Please report each line of the data below that contains "query".

____________

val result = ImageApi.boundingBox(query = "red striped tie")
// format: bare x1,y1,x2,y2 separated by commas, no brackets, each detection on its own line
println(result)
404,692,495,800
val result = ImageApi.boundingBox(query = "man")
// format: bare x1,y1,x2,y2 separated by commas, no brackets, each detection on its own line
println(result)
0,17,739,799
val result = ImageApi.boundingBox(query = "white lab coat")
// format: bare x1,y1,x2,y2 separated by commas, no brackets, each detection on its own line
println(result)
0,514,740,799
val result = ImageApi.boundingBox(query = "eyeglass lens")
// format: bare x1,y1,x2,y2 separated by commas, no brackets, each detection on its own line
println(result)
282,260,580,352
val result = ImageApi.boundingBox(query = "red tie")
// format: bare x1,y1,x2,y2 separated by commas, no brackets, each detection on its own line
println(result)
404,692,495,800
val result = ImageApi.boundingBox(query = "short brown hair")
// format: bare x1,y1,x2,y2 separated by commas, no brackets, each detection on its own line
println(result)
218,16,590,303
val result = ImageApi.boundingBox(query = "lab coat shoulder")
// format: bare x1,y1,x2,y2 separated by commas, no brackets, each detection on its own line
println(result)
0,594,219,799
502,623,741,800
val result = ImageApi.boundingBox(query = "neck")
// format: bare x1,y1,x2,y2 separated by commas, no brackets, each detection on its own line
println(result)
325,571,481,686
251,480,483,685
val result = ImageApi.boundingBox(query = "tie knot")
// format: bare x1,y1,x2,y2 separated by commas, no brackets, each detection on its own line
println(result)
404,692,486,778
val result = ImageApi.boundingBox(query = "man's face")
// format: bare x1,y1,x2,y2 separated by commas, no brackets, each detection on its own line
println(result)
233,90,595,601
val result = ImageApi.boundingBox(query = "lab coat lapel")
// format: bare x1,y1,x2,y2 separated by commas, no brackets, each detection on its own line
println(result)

____________

(Exercise output):
val result = ImageApi.boundingBox(query = "red striped tie")
val result = ImageApi.boundingBox(query = "man")
val result = ImageApi.boundingBox(query = "white lab coat")
val result = ImageApi.boundingBox(query = "eyeglass lens")
val result = ImageApi.boundingBox(query = "red tie")
val result = ImageApi.boundingBox(query = "short brown hair")
val result = ImageApi.boundingBox(query = "lab coat shoulder")
val result = ImageApi.boundingBox(query = "neck")
val result = ImageApi.boundingBox(query = "tie knot")
val result = ImageApi.boundingBox(query = "man's face")
val result = ImageApi.boundingBox(query = "lab coat lapel")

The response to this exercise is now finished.